> [Document excerpt]
--- --- ---

Chen and Watanabe69:

$${M}_{(t)}=\{\begin{array}{cc}\frac{k}{1-{e}^{-k(t-{t}_{0})}}, & t\le {t}_{mat}\end{array}$$
(3)
$${M}_{(t)}=\{\begin{array}{cc}[\frac{1}{{t}_{{\rm{\max }}}-t}]\times \,\mathrm{ln}[\frac{{e}^{k}{t}_{{\rm{\max }}}-{e}^{k}{t}_{0}}{{e}^{k}t-{e}^{k}{t}_{0}}], & t\ge {t}_{mat}\end{array}$$
(4)

where L is the asymptotic length, tmax is the maximum age in a population (life span), k is the growth coefficient, t0 is the age at length 0, tmat is the age at maturity (Table S2), T is the annual mean water temperature (18 °C)70. For age t ≥ tmat, the mortality rate at each age class was set at the mean of the mortality rates calculated with Eqs (1, 2 and 4). For age 1 ≤ t < tmat, the mortality rate at each age class was approximated with Eq. (3).

The instantaneous natural mortality rate from egg to age 1 (M0) and fecundity (F) were obtained from Wang et al.60 (Table S2). However, the fecundity was so large that the model simulation was not feasible. Hence, according to VORTEX user’s manual62, we first calculated the number of age 1 produced per female by multiplying F and \({e}^{-{M}_{0}}\) (Table S2), and then, we back-calculated per-capita fertility rate B, which gives the number of age 0 produced per female, assuming that 10% of them survived from age 0 to age 1 as

$$B=\frac{{e}^{(-{M}_{0})}\times F}{1-0.1}.$$

This way of calculating the fertility rate B reduced the number of offspring produced, allowing the simulations, but it maintained the expected number of age 1 according to the estimated fecundity and survival rate.

--- --- ---

> [Recorded information]
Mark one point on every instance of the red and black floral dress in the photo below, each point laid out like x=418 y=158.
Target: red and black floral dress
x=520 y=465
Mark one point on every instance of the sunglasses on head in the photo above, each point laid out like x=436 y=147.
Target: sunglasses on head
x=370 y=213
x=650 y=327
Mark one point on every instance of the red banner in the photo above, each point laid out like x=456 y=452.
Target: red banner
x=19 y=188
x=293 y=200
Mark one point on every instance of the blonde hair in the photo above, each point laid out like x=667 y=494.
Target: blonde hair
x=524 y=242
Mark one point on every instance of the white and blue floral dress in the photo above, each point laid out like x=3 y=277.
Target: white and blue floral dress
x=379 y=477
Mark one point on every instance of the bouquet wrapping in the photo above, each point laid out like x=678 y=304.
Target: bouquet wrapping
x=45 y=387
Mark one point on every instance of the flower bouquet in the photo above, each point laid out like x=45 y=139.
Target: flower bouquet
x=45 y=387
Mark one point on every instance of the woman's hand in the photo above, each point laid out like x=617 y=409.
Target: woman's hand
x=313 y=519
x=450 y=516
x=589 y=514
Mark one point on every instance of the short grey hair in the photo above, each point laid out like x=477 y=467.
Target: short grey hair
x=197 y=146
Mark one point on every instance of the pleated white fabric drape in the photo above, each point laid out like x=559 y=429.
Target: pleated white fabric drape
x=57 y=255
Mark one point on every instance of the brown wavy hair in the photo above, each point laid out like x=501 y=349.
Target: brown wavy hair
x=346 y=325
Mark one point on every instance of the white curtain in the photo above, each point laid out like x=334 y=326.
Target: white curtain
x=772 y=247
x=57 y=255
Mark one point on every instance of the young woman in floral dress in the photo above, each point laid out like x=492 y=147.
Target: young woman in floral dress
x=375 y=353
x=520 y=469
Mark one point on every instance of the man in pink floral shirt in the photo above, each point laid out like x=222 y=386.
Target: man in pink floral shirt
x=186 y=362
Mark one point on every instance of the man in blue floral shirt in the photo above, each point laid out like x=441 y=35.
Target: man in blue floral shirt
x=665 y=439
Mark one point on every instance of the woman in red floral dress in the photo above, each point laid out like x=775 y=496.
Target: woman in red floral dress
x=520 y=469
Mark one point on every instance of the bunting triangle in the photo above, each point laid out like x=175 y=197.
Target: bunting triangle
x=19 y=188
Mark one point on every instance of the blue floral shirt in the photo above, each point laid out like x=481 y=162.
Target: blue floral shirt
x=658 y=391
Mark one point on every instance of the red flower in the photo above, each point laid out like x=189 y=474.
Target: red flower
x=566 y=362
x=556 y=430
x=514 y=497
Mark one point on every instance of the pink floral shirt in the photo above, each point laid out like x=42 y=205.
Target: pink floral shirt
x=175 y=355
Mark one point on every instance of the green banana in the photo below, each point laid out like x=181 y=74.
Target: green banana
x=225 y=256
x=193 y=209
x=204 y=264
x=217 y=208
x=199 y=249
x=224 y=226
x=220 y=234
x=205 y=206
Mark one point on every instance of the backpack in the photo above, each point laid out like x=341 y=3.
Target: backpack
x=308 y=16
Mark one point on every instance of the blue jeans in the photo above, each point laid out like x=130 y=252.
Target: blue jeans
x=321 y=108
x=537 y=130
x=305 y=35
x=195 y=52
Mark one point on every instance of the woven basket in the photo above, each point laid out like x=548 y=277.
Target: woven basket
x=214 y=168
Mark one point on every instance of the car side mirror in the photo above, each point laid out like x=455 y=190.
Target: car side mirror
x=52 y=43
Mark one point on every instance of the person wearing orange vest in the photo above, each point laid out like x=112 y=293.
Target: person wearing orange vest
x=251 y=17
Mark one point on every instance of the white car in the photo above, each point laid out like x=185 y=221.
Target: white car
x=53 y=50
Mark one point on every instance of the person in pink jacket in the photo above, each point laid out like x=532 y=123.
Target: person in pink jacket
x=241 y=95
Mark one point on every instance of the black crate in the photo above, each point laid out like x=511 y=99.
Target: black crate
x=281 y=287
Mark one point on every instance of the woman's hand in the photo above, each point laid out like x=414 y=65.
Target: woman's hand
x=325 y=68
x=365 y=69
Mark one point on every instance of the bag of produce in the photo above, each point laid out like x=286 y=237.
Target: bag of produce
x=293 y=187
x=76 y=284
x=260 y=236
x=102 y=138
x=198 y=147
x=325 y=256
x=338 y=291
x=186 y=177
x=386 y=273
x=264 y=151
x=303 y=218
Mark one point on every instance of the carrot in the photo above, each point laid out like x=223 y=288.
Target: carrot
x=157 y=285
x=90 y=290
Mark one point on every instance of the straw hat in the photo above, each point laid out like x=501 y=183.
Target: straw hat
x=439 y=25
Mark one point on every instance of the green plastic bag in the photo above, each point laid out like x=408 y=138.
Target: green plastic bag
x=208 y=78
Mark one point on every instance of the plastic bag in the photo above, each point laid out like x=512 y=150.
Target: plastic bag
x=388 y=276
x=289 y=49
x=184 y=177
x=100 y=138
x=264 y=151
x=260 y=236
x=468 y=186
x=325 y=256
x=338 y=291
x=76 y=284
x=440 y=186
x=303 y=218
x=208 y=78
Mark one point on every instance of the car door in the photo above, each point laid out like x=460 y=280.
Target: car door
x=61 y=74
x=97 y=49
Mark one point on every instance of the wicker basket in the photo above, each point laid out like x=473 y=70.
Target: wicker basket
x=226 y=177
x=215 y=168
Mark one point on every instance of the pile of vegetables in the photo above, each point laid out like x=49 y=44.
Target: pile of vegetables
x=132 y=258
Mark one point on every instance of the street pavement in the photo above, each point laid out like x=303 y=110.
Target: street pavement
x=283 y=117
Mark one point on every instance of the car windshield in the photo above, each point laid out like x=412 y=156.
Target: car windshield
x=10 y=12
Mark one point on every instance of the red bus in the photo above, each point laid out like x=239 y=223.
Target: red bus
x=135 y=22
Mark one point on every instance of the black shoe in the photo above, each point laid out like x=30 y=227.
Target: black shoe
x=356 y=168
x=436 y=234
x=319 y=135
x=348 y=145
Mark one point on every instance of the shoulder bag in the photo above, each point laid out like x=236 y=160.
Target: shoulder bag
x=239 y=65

--- --- ---

> [Exercise instructions]
1/ Answer these questions from the passage on mortality and fertility rates.
(a) What value is given for the annual mean water temperature?
(b) Which equation approximated the mortality rate for ages 1 ≤ t < tmat?
(c) What share of age 0 offspring was assumed to survive to age 1?
2/ Write the next part of the passage on mortality and fertility rates, starting after its last sentence.
The records have no connection to the passage on mortality and fertility rates.

> [Outputs by task]
1/
(a) 18 °C
(b) Eq. (3)
(c) 10%

2/
We used the Poisson distribution for the number of offspring per female per brood62. The Poisson distribution was simulated for 1000 times in order to get a distribution23.

We evaluated the effect of carrying capacity on estimated MVP, population growth rate, and genetic diversity by modeling the populations of Pseudobrama simoni and Acipenser sinensis with a range of carrying capacity at 500, 1000, 2000, 5000, and 10000. The results indicated that there was no significant difference in neither population growth rate nor minimum viable population size among different carrying capacity levels (Table S4). This is because the model assumes constant mean per capita rates (i.e. density independence) up to the carrying capacity, and what happens to a population at high population abundance near a carrying capacity should not affect the viability of population significantly unless the carrying capacity is set very low. However, the genetic diversity of Pseudobrama simoni was lower than 90% with the carrying capacity of 500. Based on these preliminary results, carrying capacity was set at 1000 for estimating MVP and 5000 for estimating population growth rate. The latter value was set higher to allow population to grow for a sufficiently long period of time before reaching the carrying capacity.

Effect of inbreeding depression was incorporated into a model with the default value of 6.29 for lethal equivalents to estimate MVP sizes due to the small population, but it was not incorporated for estimating population growth rate. The initial population size to estimate population growth rate was set at 500 individuals, which is the maximum value of 50/500 rule proposed by Franklin21. In the outputs, the stochastic instantaneous population growth rate (r) was given by the mean rate of stochastic instantaneous population growth or decline exhibited by the simulated populations, and it was obtained by averaging across years and iterations for all simulated populations that are not extinct.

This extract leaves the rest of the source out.